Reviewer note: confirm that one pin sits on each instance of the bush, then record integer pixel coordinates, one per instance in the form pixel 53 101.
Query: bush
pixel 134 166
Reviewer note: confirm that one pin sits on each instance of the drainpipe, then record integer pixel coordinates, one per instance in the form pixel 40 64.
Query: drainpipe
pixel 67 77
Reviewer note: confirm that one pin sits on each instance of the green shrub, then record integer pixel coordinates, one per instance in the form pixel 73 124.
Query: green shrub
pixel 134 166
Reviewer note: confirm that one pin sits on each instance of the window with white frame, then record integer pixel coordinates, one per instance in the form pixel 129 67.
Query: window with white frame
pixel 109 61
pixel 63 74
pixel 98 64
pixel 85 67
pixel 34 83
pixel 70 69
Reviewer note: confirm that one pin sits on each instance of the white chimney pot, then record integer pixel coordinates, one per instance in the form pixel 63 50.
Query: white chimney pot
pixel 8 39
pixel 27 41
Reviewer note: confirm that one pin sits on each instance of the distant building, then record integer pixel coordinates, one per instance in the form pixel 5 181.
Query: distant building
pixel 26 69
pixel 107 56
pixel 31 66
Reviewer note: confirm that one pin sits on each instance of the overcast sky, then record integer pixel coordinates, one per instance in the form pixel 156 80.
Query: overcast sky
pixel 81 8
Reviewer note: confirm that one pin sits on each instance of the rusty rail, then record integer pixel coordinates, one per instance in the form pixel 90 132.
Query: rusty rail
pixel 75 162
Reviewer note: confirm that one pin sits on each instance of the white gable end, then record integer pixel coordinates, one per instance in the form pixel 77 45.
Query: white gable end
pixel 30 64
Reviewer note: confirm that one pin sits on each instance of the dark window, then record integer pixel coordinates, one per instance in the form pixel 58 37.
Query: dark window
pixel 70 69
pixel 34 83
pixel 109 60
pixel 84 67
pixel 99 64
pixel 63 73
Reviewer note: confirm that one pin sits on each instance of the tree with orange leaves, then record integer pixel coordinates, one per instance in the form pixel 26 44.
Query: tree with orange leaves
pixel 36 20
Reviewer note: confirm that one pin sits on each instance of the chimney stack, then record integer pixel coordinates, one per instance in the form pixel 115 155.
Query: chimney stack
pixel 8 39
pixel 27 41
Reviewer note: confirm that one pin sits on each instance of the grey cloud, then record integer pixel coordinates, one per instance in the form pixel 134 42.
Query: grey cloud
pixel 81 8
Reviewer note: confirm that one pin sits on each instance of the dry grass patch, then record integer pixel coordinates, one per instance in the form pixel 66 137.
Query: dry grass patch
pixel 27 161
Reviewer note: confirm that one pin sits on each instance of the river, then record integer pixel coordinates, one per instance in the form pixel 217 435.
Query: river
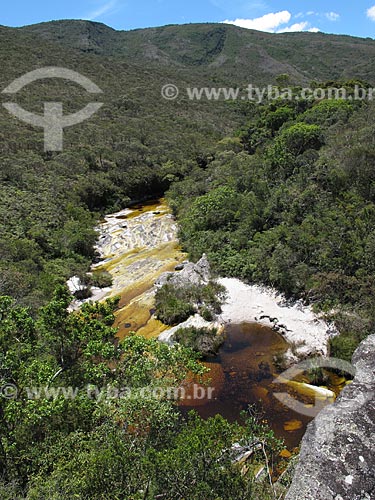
pixel 136 246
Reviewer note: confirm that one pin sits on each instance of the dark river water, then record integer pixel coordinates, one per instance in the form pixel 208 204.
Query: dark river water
pixel 242 374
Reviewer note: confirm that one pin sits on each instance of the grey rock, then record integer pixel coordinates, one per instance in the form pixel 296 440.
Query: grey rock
pixel 191 274
pixel 337 460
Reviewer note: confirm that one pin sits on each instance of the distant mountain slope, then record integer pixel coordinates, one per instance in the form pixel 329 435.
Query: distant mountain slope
pixel 224 50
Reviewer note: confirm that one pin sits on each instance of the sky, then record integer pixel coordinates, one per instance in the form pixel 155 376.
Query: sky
pixel 333 16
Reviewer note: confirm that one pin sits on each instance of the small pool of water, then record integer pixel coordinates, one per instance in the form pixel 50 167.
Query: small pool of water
pixel 242 374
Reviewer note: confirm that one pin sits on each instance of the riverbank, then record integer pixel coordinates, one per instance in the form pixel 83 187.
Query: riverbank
pixel 306 333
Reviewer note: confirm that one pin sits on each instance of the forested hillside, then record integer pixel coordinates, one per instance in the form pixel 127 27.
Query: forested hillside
pixel 281 193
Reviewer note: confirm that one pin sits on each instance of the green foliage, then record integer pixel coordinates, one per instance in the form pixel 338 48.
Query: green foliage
pixel 95 418
pixel 301 208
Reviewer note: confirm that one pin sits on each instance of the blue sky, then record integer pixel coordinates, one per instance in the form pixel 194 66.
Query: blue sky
pixel 348 17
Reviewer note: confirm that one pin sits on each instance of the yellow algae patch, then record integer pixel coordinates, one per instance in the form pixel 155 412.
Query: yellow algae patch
pixel 138 245
pixel 293 425
pixel 311 391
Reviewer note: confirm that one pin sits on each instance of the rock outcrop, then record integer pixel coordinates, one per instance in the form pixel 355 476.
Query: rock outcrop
pixel 188 274
pixel 337 460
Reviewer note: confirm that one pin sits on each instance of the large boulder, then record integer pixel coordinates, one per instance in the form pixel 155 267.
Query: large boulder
pixel 337 460
pixel 191 274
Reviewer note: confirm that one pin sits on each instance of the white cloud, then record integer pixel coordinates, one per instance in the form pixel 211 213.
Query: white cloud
pixel 273 22
pixel 332 16
pixel 294 27
pixel 371 13
pixel 269 22
pixel 100 11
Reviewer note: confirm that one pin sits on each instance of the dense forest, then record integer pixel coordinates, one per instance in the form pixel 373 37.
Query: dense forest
pixel 281 193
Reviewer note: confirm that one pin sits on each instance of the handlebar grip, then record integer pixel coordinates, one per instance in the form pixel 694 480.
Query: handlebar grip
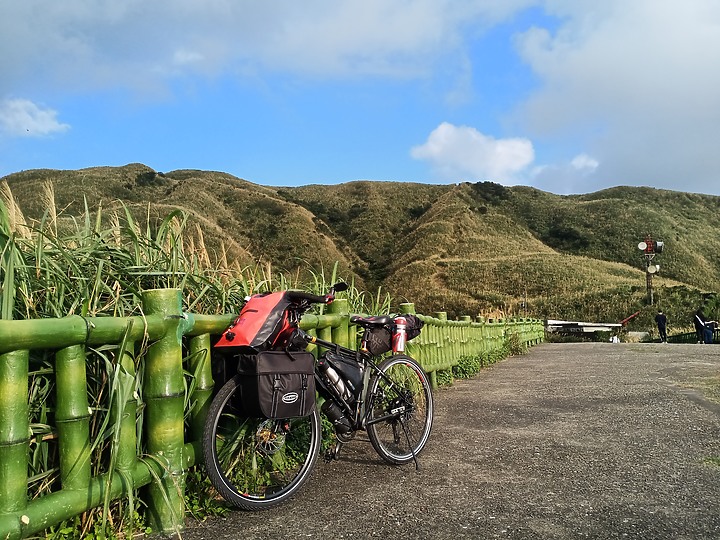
pixel 312 298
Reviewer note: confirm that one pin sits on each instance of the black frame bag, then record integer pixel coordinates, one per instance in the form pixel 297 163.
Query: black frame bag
pixel 277 384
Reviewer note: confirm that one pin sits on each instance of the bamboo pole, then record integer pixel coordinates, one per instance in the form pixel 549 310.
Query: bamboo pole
pixel 49 510
pixel 340 333
pixel 199 364
pixel 164 391
pixel 127 458
pixel 14 431
pixel 72 417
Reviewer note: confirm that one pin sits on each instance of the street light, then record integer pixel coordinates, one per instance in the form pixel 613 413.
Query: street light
pixel 650 248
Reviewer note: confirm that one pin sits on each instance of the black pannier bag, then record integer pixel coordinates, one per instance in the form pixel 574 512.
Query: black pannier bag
pixel 379 340
pixel 277 384
pixel 262 324
pixel 413 327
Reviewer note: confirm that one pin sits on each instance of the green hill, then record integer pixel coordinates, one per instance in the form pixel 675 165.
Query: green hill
pixel 466 249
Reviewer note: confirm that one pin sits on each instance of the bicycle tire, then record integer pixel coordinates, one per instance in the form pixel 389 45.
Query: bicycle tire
pixel 256 463
pixel 401 410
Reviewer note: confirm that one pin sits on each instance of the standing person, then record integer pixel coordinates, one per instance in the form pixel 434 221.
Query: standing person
pixel 699 321
pixel 661 321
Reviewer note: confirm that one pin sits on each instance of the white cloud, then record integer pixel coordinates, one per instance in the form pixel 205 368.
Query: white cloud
pixel 634 82
pixel 463 153
pixel 583 162
pixel 136 44
pixel 22 118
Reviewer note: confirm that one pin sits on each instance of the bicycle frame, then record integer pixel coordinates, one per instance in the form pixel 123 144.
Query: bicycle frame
pixel 359 414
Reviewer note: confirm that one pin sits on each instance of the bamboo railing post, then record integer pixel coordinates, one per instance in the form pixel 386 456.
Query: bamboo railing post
pixel 14 431
pixel 199 364
pixel 73 417
pixel 127 439
pixel 164 391
pixel 340 334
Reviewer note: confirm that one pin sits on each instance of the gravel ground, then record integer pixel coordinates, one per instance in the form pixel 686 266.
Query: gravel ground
pixel 568 441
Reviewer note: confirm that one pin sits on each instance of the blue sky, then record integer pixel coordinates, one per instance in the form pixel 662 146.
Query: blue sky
pixel 568 96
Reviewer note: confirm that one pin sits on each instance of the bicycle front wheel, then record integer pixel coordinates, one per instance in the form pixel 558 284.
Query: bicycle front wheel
pixel 256 463
pixel 401 410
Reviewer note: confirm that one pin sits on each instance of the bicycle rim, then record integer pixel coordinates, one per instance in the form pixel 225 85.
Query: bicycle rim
pixel 401 410
pixel 256 463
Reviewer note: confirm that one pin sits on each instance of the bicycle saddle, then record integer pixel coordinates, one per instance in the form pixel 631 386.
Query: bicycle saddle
pixel 371 322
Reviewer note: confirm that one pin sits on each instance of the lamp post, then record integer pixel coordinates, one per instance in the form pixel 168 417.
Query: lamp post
pixel 650 248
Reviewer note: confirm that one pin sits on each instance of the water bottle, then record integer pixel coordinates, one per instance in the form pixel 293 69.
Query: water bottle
pixel 342 389
pixel 399 334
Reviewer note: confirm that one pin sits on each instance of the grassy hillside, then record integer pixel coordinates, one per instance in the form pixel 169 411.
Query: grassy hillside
pixel 466 249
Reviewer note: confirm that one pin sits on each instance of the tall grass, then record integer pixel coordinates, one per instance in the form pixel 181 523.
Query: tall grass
pixel 99 265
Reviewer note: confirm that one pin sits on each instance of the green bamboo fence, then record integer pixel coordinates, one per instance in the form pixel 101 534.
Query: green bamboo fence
pixel 175 343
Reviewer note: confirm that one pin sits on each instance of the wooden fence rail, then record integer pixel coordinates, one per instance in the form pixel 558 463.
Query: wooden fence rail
pixel 162 346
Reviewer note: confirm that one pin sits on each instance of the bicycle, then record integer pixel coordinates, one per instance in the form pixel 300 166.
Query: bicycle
pixel 256 462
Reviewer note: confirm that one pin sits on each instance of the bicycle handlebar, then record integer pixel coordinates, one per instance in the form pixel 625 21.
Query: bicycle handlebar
pixel 312 298
pixel 299 296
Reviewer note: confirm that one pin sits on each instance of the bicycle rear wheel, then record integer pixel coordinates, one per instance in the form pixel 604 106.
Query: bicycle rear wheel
pixel 401 410
pixel 257 463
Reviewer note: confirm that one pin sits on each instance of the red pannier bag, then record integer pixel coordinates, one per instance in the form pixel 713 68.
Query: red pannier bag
pixel 262 324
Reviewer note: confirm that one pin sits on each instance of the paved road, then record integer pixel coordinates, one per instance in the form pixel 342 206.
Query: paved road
pixel 568 441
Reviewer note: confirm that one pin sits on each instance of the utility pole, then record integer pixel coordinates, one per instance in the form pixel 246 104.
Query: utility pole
pixel 650 248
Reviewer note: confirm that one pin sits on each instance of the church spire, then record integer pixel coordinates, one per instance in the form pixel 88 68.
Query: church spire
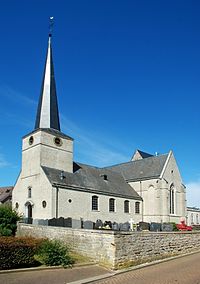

■ ■ ■ ■ ■

**What the task requires:** Whenever the word "spire" shows up in a line of the entries, copy that line.

**Answer to this problem:**
Reviewer note: confirm that one pin sits on each instance of the church spire, then record integer pixel coordinates, one per instance in the form pixel 88 68.
Query: church spire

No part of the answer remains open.